Fragmento del documento:
= = =
Al final uno acaba con la impresión que las estratagemas de las grandes compañías discográficas de toda la vida, y, en definitiva, el entramado de tretas y trucos que la codicia hace desplegar al ser humano (que se deja llevar por ella) no quedan en suspenso por el cambio al nuevo paradigma de la música digital en tiempo real. Simplemente mudan los medios y los modos.



Las grandes discográficas son las que siguen teniendo el poder de negociación, de promoción, de canalización de su producto. Cierto es que internet les ha hecho mucho daño. En 1999 había seis compañías discográficas que pudiéramos considerar grandes: Universal, Sony, Warner, EMI, Polygram y BMG. Hoy quedan solamente tres, puesto que Sony se fusionó con BMG, Universal compró Polygram y EMI quebró a causa de sus malas políticas, siendo sus restos absorbidos también por Universal. Pero, como dice Fernado Pardo (guitarrista de Los Coronas y Sex Museum):



“Las descargas han sido sin duda el detonante de la crisis de las grandes compañías, pero fueron ellas las que crearon el nuevo sistema de descargas y de grabación en formatos con los que esto es posible, como el cd o el mp3. Si el formato siguiera siendo el vinilo no estarían en crisis. Han sido víctimas de su codicia y estupidez”.
= = =
Tarea 1: En el texto sobre las grandes discográficas, ¿qué compañía compró Polygram?
Tarea 2: Prosigue el texto sobre las grandes discográficas a partir de su última frase.

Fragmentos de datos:
= = =
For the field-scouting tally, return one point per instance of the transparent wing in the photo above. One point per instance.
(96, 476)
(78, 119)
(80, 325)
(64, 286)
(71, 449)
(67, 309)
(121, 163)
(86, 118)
= = =
Respuesta escrita 1: Universal.

Respuesta escrita 2:
Aunque haya muchas compañías medianas o pequeñas, las tres grandes todavía se reparten bastante más de la mitad del negocio discográfico. Por este orden y redondeando cifras: Universal (30%), Sony (20%), Warner (15%). El 35% restante corresponde a las compañías que denominamos “independientes”



Muchas veces, las discográficas que lanzan artistas a lo grande deducen los gastos de promoción, producción, grabación, montaje de giras, videoclips y todo lo que se les ocurra de los futuros honorarios de esos artistas. Después se quedan con una buena parte de los derechos de autor, como hemos visto en el caso de Spotify. Al final, hay artistas que no empiezan a ganar dinero hasta que han satisfecho su deuda con la discográfica, o que pueden enfrentarse a demandas millonarias en caso de romper contrato; que se lo digan a Jared Leto y su banda 30 Seconds to Mars: después de haber vendido millones de discos, ¡todavía le debía millones de dólares a sus jefes! Esto recuerda a las situaciones sufridas en los comienzos de esta industria, que ponían a talentosos artistas en manos de intermediarios sin escrúpulos y a los leoninos contratos bajo los que solía transcurrir  el tramo inicial de sus carreras.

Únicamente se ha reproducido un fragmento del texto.